**REQUIRED WORK:** Convert every line of the items below into a Markdown table with two columns, Row and Line, giving each line a row number and skipping blank lines. Leave the pictures out of the table.

**DATA RECORDS:**
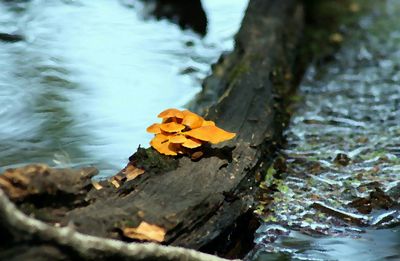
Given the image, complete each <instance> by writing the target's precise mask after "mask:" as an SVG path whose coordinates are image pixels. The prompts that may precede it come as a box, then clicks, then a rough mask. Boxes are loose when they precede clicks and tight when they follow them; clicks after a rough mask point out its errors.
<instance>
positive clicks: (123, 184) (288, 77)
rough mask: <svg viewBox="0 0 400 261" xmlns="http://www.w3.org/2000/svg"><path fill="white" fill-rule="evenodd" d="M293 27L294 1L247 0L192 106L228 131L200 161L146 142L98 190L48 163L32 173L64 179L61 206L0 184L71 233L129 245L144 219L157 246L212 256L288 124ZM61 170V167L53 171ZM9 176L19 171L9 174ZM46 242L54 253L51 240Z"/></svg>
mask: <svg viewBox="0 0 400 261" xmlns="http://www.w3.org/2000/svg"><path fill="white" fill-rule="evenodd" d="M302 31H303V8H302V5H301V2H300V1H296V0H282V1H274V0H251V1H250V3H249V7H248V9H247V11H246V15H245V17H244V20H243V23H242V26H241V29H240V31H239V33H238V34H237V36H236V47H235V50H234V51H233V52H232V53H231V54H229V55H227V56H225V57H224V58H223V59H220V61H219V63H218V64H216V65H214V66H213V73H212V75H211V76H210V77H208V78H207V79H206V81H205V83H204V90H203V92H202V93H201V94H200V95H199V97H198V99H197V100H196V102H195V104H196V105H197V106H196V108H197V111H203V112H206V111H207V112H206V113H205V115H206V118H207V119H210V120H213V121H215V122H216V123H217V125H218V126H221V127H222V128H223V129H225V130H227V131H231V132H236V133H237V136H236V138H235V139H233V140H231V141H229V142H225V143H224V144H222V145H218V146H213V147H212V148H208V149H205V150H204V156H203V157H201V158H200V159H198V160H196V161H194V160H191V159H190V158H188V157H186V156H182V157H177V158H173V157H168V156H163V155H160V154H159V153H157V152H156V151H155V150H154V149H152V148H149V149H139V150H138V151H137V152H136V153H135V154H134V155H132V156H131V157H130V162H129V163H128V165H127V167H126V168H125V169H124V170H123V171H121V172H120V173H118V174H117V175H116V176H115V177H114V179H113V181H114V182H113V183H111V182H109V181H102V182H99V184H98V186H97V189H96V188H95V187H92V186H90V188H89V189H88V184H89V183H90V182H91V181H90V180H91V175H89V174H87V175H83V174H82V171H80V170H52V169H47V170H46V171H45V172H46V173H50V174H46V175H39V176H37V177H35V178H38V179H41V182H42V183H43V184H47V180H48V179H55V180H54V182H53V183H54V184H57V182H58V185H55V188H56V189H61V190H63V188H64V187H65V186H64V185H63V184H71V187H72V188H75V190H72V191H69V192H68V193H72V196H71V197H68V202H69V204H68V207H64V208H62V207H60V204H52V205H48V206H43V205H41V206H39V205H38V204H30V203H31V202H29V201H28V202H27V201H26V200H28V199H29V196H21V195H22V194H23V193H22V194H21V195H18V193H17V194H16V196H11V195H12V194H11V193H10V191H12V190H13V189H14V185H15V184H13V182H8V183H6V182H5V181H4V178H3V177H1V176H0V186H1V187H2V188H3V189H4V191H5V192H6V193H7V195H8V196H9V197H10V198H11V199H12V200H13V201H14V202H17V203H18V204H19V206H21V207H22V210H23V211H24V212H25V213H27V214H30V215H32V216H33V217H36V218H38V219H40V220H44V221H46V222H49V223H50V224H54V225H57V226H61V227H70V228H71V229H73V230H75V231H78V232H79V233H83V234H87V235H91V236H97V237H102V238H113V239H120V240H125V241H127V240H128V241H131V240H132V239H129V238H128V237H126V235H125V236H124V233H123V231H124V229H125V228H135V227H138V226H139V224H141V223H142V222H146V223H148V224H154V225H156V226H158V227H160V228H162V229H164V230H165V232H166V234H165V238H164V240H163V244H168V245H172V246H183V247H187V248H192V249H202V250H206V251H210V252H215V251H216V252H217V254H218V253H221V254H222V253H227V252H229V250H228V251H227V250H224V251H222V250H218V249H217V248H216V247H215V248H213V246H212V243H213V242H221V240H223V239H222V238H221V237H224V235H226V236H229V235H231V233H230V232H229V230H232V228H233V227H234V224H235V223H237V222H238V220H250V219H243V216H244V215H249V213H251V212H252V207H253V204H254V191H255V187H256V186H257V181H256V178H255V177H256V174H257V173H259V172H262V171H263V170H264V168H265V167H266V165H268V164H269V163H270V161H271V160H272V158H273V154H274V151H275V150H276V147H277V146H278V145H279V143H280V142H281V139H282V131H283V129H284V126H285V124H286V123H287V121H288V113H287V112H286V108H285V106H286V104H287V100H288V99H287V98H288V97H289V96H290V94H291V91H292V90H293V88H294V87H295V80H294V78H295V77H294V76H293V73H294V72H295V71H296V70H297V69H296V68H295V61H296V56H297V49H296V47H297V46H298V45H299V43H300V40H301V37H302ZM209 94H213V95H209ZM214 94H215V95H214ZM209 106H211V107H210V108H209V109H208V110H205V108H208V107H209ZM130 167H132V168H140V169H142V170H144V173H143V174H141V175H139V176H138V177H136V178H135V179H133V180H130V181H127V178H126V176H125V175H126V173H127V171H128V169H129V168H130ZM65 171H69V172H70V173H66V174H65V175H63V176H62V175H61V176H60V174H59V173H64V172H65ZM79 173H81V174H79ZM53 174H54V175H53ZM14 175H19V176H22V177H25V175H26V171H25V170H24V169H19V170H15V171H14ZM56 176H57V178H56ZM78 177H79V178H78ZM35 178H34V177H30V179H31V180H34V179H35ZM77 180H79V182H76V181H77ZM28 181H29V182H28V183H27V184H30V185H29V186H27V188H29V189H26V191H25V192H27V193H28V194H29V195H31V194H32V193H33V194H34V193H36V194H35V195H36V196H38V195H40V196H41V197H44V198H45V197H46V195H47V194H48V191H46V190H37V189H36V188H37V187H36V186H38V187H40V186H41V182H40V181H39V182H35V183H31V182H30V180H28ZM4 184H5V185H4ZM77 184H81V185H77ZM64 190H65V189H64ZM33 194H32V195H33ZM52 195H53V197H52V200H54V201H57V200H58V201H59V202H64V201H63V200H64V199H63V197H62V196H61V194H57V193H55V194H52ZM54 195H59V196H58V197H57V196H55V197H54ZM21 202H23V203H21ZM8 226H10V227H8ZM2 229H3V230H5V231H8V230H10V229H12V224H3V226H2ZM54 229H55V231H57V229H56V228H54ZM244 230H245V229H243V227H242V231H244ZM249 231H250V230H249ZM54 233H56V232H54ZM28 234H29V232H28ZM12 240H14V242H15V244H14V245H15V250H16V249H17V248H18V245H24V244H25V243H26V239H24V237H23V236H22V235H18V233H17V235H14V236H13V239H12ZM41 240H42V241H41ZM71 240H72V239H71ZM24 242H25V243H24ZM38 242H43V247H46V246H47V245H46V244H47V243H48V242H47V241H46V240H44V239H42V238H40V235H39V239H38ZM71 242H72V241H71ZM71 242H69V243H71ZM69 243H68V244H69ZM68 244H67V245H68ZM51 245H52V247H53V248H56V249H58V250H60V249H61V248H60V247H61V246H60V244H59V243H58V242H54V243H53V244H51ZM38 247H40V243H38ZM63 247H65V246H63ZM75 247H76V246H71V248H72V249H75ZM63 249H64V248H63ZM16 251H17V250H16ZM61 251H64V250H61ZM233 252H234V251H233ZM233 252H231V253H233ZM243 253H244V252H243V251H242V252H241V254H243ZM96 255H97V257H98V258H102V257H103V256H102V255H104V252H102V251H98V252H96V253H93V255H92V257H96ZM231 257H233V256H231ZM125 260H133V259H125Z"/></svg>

**ANSWER SPACE:**
| Row | Line |
|---|---|
| 1 | Given the image, complete each <instance> by writing the target's precise mask after "mask:" as an SVG path whose coordinates are image pixels. The prompts that may precede it come as a box, then clicks, then a rough mask. Boxes are loose when they precede clicks and tight when they follow them; clicks after a rough mask point out its errors. |
| 2 | <instance> |
| 3 | positive clicks: (123, 184) (288, 77) |
| 4 | rough mask: <svg viewBox="0 0 400 261" xmlns="http://www.w3.org/2000/svg"><path fill="white" fill-rule="evenodd" d="M293 27L294 1L247 0L192 106L228 131L200 161L146 142L98 190L48 163L32 173L64 179L61 206L0 184L71 233L129 245L144 219L157 246L212 256L288 124ZM61 170V167L53 171ZM9 176L19 171L9 174ZM46 242L54 253L51 240Z"/></svg> |
| 5 | mask: <svg viewBox="0 0 400 261" xmlns="http://www.w3.org/2000/svg"><path fill="white" fill-rule="evenodd" d="M302 31H303V8H302V5H301V2H300V1H296V0H282V1H274V0H251V1H250V3H249V7H248V9H247V11H246V15H245V17H244V20H243V23H242V26H241V29H240V31H239V33H238V34H237V36H236V47H235V50H234V51H233V52H232V53H231V54H229V55H227V56H225V57H224V58H223V59H220V61H219V63H218V64H216V65H214V66H213V73H212V75H211V76H210V77H208V78H207V79H206V81H205V83H204V90H203V92H202V93H201V94H200V95H199V97H198V99H197V100H196V102H195V104H196V105H197V106H196V108H197V111H203V112H206V111H207V112H206V113H205V115H206V118H207V119H210V120H213V121H215V122H216V123H217V125H218V126H221V127H222V128H223V129H225V130H227V131H231V132H236V133H237V136H236V138H235V139H233V140H231V141H229V142H225V143H224V144H222V145H218V146H213V147H212V148H208V149H205V150H204V156H203V157H201V158H200V159H198V160H196V161H194V160H191V159H190V158H188V157H186V156H182V157H177V158H173V157H168V156H163V155H160V154H159V153H157V152H156V151H155V150H154V149H152V148H149V149H139V150H138V151H137V152H136V153H135V154H134V155H132V156H131V157H130V162H129V163H128V165H127V167H126V168H125V169H124V170H123V171H121V172H120V173H118V174H117V175H116V176H115V177H114V179H113V181H114V182H113V183H111V182H109V181H102V182H99V184H98V186H97V189H96V188H95V187H92V186H90V188H89V189H88V184H89V183H90V182H91V181H90V180H91V175H89V174H87V175H83V174H82V171H80V170H52V169H47V170H46V171H45V172H46V173H50V174H46V175H39V176H37V177H35V178H38V179H41V182H42V183H43V184H47V180H48V179H55V180H54V182H53V183H54V184H57V182H58V185H55V188H56V189H61V190H63V188H64V187H65V186H64V185H63V184H71V187H72V188H75V190H72V191H69V192H68V193H72V196H71V197H68V202H69V204H68V207H64V208H62V207H60V204H52V205H48V206H43V205H41V206H39V205H38V204H30V203H31V202H29V201H28V202H27V201H26V200H28V199H29V196H21V195H22V194H23V193H22V194H21V195H18V193H17V194H16V196H11V195H12V194H11V193H10V191H12V190H13V189H14V185H15V184H13V182H8V183H6V182H5V181H4V178H3V177H1V176H0V186H1V187H2V188H3V189H4V191H5V192H6V193H7V195H8V196H9V197H10V198H11V199H12V200H13V201H14V202H17V203H18V204H19V206H21V207H22V210H23V211H24V212H25V213H27V214H30V215H32V216H33V217H36V218H38V219H40V220H44V221H46V222H49V223H50V224H54V225H57V226H61V227H70V228H71V229H73V230H75V231H78V232H79V233H83V234H87V235H91V236H97V237H102V238H113V239H120V240H125V241H127V240H128V241H131V240H132V239H129V238H128V237H126V235H125V236H124V233H123V231H124V229H125V228H135V227H138V226H139V224H141V223H142V222H146V223H148V224H154V225H156V226H158V227H160V228H162V229H164V230H165V232H166V234H165V238H164V240H163V244H168V245H172V246H183V247H187V248H192V249H202V250H206V251H210V252H215V251H216V252H217V254H218V253H221V254H222V253H227V252H229V250H228V251H227V250H224V251H222V250H218V249H217V248H216V247H215V248H213V246H212V243H213V242H221V240H223V239H222V238H221V237H224V235H226V236H229V235H231V233H230V232H229V230H232V228H233V227H234V224H235V223H237V222H238V220H250V219H243V216H244V215H249V213H251V212H252V207H253V204H254V191H255V187H256V186H257V181H256V178H255V177H256V174H257V173H259V172H262V171H263V170H264V168H265V167H266V165H268V164H269V163H270V161H271V160H272V158H273V154H274V151H275V150H276V147H277V146H278V145H279V143H280V142H281V139H282V131H283V129H284V126H285V124H286V123H287V121H288V113H287V112H286V108H285V106H286V104H287V100H288V99H287V98H288V97H289V96H290V94H291V91H292V90H293V88H294V87H295V80H294V78H295V77H294V76H293V73H294V72H295V71H296V70H297V69H296V68H295V61H296V56H297V49H296V47H297V46H298V45H299V43H300V40H301V37H302ZM209 94H213V95H209ZM214 94H215V95H214ZM209 106H211V107H210V108H209V109H208V110H205V108H208V107H209ZM130 167H132V168H140V169H142V170H144V173H143V174H141V175H139V176H138V177H136V178H135V179H133V180H130V181H127V178H126V176H125V175H126V173H127V171H128V169H129V168H130ZM65 171H69V172H70V173H66V174H65V175H63V176H62V175H61V176H60V174H59V173H64V172H65ZM79 173H81V174H79ZM53 174H54V175H53ZM14 175H19V176H22V177H25V175H26V171H25V170H24V169H19V170H15V171H14ZM56 176H57V178H56ZM78 177H79V178H78ZM35 178H34V177H30V179H31V180H34V179H35ZM77 180H79V182H76V181H77ZM28 181H29V182H28V183H27V184H30V185H29V186H27V188H29V189H26V191H25V192H27V193H28V194H29V195H31V194H32V193H33V194H34V193H36V194H35V195H36V196H38V195H40V196H41V197H44V198H45V197H46V195H47V194H48V191H46V190H37V189H36V188H37V187H36V186H38V187H40V186H41V182H40V181H39V182H35V183H31V182H30V180H28ZM4 184H5V185H4ZM77 184H81V185H77ZM64 190H65V189H64ZM33 194H32V195H33ZM52 195H53V197H52V200H54V201H57V200H58V201H59V202H64V201H63V200H64V199H63V197H62V196H61V194H57V193H55V194H52ZM54 195H59V196H58V197H57V196H55V197H54ZM21 202H23V203H21ZM8 226H10V227H8ZM2 229H3V230H5V231H8V230H10V229H12V224H3V226H2ZM54 229H55V231H57V229H56V228H54ZM244 230H245V229H243V227H242V231H244ZM249 231H250V230H249ZM54 233H56V232H54ZM28 234H29V232H28ZM12 240H14V242H15V244H14V245H15V250H16V249H17V248H18V245H24V244H25V243H26V239H24V237H23V236H22V235H18V233H17V235H14V236H13V239H12ZM41 240H42V241H41ZM71 240H72V239H71ZM24 242H25V243H24ZM38 242H43V247H46V246H47V245H46V244H47V243H48V242H47V241H46V240H44V239H42V238H40V235H39V239H38ZM71 242H72V241H71ZM71 242H69V243H71ZM69 243H68V244H69ZM68 244H67V245H68ZM51 245H52V247H53V248H56V249H58V250H60V249H61V248H60V247H61V246H60V244H59V243H58V242H54V243H53V244H51ZM38 247H40V243H38ZM63 247H65V246H63ZM75 247H76V246H71V248H72V249H75ZM63 249H64V248H63ZM16 251H17V250H16ZM61 251H64V250H61ZM233 252H234V251H233ZM233 252H231V253H233ZM243 253H244V252H243V251H242V252H241V254H243ZM96 255H97V257H98V258H102V257H103V256H102V255H104V252H102V251H98V252H96V253H93V255H92V257H96ZM231 257H233V256H231ZM125 260H133V259H125Z"/></svg> |